TAREFAS PROPOSTAS:
a) Responda às perguntas abaixo com base no texto de leitura, marcando cada resposta como (i), (ii) e (iii).
(i) Quem acabou ficando com o papel de dublar Úrsula na animação?
(ii) Qual atriz interpreta Úrsula no novo filme?
(iii) Desde que ano Rob Marshall e John DeLuca estão juntos?
b) Redigite no texto de leitura tudo o que vai de “Divine, que morreu” até “seria a artista.”.

TEXTO DE LEITURA:
Divine, que morreu um ano antes de a animação chegar aos cinemas, construiu uma carreira sólida como uma persona esdrúxula e exuberante no cinema, através de filmes como Pink Flamingos e Problemas Femininos. Ashman, que como todo homem gay vivendo nos anos 1980 também era fã da atriz, sugeriu então ao desenhista Rob Minkoff que a inspiração para Úrsula seria a artista.

Corpo, maquiagem, trejeitos e até a voz de Úrsula foram inspiradas por Divine, a pedido de Ashman. As semelhanças eram tantas que a Disney chegou a cogitar que a drag queen fosse contratada para dublar a vilã oficialmente, mas o acordo nunca foi finalizado porque ela morreu de um ataque cardíaco durante as negociações. Assim, o papel acabou ficando com a veterana Pat Carroll. “Eu pensei nela como tendo um certo tipo de exuberância, extravagância e teatralidade”, disse.

A drag queen Divine foi a inspiração por trás do desenho de Úrsula (Foto: Divulgação)

No novo filme, Úrsula é interpretada pela atriz e comediante Melissa McCarthy, que admitiu ter se inspirado na sua própria paixão pelo universo das drag queens quando construiu a personagem: “Eu só espero que tenha deixado cada drag queen maravilhosa orgulhosa e deixado a Divine orgulhosa. Apenas entregando aquela mesma atitudo – entregar tudo de si, jogar tudo no ar, sem desculpas, fazer do seu jeito”, disse. “Quis dar a Divine tudo o que ela merecia.”

“Ter o humor e a tristeza e a ousadia de Úrsula é tudo que eu quero em um personagem – e, honestamente, tudo que quero em uma drag queen”, disse a atriz, que admitiu ser fã de Pink Flamingos e já ter se apresentado como drag antes da fama. “Se você nunca foi a um show de drags, não sabe o que está perdendo.”

“Poor Unfortunate Souls” (Pobres corações infelizes, no Brasil), a canção escrita por Ashman para apresentar Úrsula, se tornou ao longo dos anos uma das mais usadas por drag queens durante apresentações. Alguns dos nomes que já se arriscaram com ela no palco incluem Ginger Minj, Michelle Visage, Drew Sarich, Tituss Burgess, Rachel Bloom e Jinkx Monsoon.

Rob Marshall e John DeLuca

O recém-lançado live-action de A Pequena Sereia é dirigido por Rob Marshall, que assina também a produção ao lado do marido, o coreógrafo John DeLuca. O casal de ex-dançarinos, juntos desde 1983, já trabalhou em produções como Caminhos da Floresta (“Into The Woods”, 2014) e O Retorno de Mary Poppins (“Mary Poppins Returns”, 2018).

DADOS DISPONÍVEIS:
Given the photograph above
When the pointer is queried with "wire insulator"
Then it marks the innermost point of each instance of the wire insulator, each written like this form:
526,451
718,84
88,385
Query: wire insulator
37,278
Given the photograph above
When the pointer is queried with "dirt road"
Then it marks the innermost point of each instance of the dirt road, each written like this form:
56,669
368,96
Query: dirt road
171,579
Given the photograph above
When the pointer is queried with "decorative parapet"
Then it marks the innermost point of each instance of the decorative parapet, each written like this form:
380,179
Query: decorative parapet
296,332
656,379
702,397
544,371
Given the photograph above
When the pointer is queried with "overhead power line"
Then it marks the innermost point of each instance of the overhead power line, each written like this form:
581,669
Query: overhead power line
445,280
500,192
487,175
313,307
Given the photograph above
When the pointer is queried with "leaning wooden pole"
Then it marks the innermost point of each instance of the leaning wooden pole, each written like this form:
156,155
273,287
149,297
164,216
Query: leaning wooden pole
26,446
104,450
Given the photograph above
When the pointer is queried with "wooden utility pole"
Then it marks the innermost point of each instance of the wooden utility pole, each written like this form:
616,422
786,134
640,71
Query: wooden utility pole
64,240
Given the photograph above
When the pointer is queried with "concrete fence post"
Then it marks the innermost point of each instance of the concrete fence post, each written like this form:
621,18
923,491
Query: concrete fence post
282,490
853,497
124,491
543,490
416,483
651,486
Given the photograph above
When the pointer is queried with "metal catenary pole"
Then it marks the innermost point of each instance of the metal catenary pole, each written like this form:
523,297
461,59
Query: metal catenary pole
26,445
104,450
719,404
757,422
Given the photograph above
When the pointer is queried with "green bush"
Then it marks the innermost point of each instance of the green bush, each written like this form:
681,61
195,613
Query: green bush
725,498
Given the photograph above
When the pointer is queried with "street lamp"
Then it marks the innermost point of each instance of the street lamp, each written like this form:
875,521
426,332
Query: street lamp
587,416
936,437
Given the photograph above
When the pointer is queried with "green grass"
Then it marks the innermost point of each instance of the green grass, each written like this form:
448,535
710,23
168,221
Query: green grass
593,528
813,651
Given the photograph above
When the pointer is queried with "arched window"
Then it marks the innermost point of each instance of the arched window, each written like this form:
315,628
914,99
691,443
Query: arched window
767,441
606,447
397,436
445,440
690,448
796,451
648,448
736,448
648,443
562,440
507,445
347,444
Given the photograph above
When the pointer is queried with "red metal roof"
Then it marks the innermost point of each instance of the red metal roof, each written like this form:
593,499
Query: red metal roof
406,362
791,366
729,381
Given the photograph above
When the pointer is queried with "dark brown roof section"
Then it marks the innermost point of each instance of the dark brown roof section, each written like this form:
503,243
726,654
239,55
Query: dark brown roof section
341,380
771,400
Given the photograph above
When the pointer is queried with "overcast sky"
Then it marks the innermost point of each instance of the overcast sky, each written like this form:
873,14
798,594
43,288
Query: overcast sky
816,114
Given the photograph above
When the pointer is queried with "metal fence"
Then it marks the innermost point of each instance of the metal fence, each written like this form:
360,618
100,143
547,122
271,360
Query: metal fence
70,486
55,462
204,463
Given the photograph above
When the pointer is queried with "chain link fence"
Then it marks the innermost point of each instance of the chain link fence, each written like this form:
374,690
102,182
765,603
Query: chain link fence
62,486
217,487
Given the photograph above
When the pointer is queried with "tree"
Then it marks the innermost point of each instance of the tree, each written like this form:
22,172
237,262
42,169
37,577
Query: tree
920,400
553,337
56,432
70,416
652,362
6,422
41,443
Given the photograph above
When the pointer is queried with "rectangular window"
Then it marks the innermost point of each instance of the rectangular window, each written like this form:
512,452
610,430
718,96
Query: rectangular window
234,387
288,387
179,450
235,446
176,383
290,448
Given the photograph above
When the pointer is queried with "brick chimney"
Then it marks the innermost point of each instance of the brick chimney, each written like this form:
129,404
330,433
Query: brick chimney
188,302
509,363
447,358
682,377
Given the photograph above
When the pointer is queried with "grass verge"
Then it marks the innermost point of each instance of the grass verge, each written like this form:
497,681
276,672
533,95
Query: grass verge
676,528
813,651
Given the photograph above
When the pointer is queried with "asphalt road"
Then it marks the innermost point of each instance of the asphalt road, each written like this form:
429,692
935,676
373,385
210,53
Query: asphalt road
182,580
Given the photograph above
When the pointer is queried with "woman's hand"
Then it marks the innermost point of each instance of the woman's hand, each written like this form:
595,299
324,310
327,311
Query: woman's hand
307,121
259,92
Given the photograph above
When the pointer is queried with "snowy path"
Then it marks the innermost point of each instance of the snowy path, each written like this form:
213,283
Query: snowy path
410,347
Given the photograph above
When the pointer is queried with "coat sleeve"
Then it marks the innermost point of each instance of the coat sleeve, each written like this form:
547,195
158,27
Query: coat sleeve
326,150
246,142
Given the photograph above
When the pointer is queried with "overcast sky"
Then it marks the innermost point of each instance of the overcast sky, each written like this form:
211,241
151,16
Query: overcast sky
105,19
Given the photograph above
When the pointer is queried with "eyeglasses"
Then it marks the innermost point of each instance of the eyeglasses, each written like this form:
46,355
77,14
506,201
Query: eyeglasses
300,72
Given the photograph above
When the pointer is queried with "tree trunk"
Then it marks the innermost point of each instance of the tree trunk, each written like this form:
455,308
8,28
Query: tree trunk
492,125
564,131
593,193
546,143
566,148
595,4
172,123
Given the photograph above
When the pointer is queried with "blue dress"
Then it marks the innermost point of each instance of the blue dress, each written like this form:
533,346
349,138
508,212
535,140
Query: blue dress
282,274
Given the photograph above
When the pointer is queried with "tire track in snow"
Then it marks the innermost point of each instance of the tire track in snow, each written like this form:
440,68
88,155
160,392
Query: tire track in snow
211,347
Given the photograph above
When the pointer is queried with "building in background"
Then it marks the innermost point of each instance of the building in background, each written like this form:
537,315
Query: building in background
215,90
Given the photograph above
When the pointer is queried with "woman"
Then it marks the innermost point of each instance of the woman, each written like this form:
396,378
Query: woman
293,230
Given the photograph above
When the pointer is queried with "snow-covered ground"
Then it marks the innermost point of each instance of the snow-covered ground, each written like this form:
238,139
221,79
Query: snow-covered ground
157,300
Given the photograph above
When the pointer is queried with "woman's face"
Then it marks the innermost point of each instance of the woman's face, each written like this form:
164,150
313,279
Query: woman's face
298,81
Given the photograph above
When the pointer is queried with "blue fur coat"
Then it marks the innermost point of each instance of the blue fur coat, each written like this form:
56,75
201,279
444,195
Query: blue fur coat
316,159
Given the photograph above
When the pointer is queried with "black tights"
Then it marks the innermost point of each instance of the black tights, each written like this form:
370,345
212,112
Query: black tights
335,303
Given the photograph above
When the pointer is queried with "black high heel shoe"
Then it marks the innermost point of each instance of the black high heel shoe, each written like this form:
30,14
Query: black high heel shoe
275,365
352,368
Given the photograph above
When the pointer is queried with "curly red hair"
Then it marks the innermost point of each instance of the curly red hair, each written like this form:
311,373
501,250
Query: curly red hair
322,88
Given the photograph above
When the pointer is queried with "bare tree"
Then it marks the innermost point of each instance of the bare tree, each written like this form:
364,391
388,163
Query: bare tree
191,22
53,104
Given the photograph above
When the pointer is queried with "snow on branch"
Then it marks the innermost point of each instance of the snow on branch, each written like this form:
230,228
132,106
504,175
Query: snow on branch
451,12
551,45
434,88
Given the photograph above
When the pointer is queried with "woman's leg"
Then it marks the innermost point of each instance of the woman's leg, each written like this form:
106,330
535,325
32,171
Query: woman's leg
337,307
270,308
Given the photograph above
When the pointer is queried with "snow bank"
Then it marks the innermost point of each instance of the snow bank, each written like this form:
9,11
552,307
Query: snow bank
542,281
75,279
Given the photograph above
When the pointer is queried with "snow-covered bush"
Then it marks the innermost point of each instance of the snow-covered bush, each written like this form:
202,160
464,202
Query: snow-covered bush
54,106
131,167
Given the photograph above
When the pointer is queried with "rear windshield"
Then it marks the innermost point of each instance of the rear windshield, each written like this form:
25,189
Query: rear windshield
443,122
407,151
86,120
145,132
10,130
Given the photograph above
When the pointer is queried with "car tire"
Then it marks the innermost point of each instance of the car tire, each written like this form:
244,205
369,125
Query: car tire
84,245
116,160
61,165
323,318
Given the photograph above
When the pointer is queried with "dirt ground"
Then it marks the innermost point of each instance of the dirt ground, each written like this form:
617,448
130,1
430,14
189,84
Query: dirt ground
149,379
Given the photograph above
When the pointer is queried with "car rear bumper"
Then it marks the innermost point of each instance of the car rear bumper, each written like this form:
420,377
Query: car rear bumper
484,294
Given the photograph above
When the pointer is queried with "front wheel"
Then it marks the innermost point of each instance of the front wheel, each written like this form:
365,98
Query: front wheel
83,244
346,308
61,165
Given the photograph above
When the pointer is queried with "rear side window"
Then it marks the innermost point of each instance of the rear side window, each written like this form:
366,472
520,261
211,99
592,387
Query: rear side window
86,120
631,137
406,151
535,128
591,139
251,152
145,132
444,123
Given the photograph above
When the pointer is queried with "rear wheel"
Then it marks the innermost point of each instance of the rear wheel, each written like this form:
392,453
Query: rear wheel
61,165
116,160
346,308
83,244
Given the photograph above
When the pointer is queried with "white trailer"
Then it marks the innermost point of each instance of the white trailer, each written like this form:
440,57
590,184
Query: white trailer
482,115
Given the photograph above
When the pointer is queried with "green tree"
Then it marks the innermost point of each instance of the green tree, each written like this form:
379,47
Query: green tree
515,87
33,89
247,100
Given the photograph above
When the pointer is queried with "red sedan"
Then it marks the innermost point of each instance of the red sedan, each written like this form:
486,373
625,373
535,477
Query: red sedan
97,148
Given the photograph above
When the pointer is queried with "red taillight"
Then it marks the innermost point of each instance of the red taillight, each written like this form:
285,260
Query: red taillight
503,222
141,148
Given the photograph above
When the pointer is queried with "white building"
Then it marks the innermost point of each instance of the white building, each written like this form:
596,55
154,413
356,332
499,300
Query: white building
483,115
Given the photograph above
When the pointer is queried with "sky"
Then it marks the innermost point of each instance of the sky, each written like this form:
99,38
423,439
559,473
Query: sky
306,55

GABARITO:
a)
(i) A veterana Pat Carroll.
(ii) Melissa McCarthy.
(iii) Desde 1983.

b)
Divine, que morreu um ano antes de a animação chegar aos cinemas, construiu uma carreira sólida como uma persona esdrúxula e exuberante no cinema, através de filmes como Pink Flamingos e Problemas Femininos. Ashman, que como todo homem gay vivendo nos anos 1980 também era fã da atriz, sugeriu então ao desenhista Rob Minkoff que a inspiração para Úrsula seria a artista.